Exhibit 10.1
January 8, 2008
Mr. Joe Eustace
via hand delivery
via hand delivery
Dear Joe:
On behalf of Pioneer Drilling Company (the “Company”), it is my pleasure to extend to you the offer of employment described below. This offer of employment is subject to the closing of the acquisition by the Company of WEDGE Wireline Services, Inc., WEDGE Fishing and Rental Services, L.L.C. and WEDGE Well Services, L.L.C (the “Acquisition”). This offer expires on January 18, 2008.
Position
Effective as of the closing of the Acquisition, you will be employed by the Company as the President of the Well Servicing Division of Pioneer Drilling Company. You will report to the Wm. Stacy Locke, President and CEO of Pioneer Drilling Company.
Responsibilities
You will be expected, at all times during your employment, to loyally and conscientiously perform all of the duties and obligations required of and from you pursuant to the express and implicit terms hereof to the best of your ability and experience and to the reasonable satisfaction of the Company. You will also be expected to comply with and be bound by the Company’s operating policies, procedures and practices that are from time to time in effect during the term of your employment. You will be required to acknowledge that you have read and understood 1) the Company’s Employee Handbook by signing the last page of the handbook and returning it to the Company; 2) the Company’s Code of Conduct and Ethics by signing and returning the acknowledgement form; and 3) the Company’s Foreign Corrupt Practices Act Policy by signing and returning the acknowledgement form.

◆ Dataset records
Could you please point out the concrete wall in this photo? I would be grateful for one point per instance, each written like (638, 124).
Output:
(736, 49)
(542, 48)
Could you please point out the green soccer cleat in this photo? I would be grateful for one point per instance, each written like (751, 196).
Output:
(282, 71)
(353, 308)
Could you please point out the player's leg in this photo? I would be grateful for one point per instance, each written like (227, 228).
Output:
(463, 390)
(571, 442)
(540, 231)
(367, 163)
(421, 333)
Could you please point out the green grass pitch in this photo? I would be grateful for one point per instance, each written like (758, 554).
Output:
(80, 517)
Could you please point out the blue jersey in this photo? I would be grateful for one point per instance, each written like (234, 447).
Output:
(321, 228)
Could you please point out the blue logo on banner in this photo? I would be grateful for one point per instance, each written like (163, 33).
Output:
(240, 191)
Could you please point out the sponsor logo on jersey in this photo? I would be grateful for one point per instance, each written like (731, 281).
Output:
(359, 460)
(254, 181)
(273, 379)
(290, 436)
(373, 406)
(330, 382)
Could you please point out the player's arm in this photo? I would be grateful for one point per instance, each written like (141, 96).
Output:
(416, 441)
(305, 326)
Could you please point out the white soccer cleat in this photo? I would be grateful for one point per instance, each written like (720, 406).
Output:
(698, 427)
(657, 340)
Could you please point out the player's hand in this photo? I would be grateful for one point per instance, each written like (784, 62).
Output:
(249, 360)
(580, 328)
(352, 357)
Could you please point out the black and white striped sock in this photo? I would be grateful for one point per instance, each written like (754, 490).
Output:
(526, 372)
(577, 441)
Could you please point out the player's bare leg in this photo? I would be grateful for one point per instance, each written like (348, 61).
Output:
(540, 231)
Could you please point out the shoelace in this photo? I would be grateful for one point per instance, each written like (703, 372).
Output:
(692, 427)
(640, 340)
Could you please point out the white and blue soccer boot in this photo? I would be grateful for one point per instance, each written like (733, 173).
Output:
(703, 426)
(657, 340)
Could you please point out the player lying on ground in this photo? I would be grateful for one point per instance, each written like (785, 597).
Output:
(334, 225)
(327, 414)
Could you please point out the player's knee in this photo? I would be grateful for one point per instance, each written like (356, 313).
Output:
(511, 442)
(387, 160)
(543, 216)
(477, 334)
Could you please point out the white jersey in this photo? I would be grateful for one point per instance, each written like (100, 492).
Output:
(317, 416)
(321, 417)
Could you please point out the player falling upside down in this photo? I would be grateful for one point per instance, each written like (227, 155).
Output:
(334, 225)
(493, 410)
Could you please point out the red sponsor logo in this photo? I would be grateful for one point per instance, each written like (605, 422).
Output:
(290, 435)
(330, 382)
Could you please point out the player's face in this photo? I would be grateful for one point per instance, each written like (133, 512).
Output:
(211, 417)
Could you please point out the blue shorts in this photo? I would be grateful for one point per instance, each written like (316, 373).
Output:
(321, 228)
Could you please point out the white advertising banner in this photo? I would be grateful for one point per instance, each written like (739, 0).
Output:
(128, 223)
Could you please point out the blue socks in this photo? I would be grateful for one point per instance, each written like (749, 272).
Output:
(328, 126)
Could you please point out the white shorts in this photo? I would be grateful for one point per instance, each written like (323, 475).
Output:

◆ Activities
1. Rewrite the paragraph of the offer letter that begins "You will be expected, at all times" as a short list that keeps its main facts.
2. Extend the offer letter from the point where it stops.
The data has nothing to do with what you're asked to do here.

◆ Answers to the problems
1.
- Perform all duties of the job loyally and conscientiously, to the best of your ability and to the Company's reasonable satisfaction.
- Follow the Company's operating policies, procedures and practices in effect during your employment.
- Confirm that you have read and understood:
  1. the Employee Handbook, by signing its last page and returning it;
  2. the Code of Conduct and Ethics, by signing and returning the acknowledgement form;
  3. the Foreign Corrupt Practices Act Policy, by signing and returning the acknowledgement form.

2.
Given the nature of your position with the Company and your attendant responsibilities, the Company expects that you will, at all times during your employment, devote your full business time and attention to the business of the Company and you will not render commercial or professional services of any nature to any person or organization, whether or not for compensation, without the prior written consent of the Company’s Chief Financial Officer. The Company will be entitled to all of the benefits and profits arising from or incident to all such work services and advice.
“At-Will” Employment
Your employment with the Company will be “at-will.” As a result, either you or the Company may terminate your employment at any time, for any reason or for no reason, without further obligation or liability, except to the extent provided in the Pioneer Drilling Company Key Employee Severance Plan (the “Severance Plan”), attached hereto and described in further detail below.
Salary
You will be paid an annual base salary of $230,000. Your base salary will be reviewed at the end of each calendar year and adjusted from time to time, at the discretion of the Company.
Incentive Compensation
You will be designated as a Level II employee in the Company’s incentive compensation program. The incentive compensation is comprised of a cash incentive award and a stock incentive award. The goals and objectives connected with the cash incentive award will be developed jointly between the Company, the Compensation Committee and you. Based on your level and the achievement of both individual and Company performance goals, you will be eligible to receive a cash incentive award with a target amount of $115,000 and a maximum amount of $230,000.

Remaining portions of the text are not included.